→ **RECORDS FOR THIS TASK**:
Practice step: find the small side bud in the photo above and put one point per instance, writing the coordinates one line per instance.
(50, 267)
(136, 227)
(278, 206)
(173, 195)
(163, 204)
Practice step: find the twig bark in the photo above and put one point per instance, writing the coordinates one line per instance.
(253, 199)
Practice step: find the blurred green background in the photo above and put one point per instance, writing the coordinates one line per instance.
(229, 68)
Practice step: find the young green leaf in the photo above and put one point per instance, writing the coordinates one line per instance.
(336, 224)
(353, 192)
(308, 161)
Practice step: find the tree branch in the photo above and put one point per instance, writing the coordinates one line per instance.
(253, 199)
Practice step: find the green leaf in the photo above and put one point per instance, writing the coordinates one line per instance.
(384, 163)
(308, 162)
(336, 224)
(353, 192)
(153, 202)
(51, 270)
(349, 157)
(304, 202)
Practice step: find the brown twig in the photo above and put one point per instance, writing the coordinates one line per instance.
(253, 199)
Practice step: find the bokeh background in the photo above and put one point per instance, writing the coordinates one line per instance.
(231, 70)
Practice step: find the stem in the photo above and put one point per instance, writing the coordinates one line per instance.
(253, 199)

→ **EXERCISE**:
Would you transcribe exactly the lines from the one containing "Practice step: find the brown" to the end of the material, and leave out the rest?

→ **RESULT FOR THIS TASK**:
Practice step: find the brown twig in the photo above and put one point per instance, writing the coordinates one line per instance.
(253, 199)
Practice step: find the bokeh background in the photo above and put one point per instance, writing the coordinates one line per instance.
(231, 70)
Practice step: find the stem in the photo above and put one point per instance, writing the coordinates one line per instance.
(253, 199)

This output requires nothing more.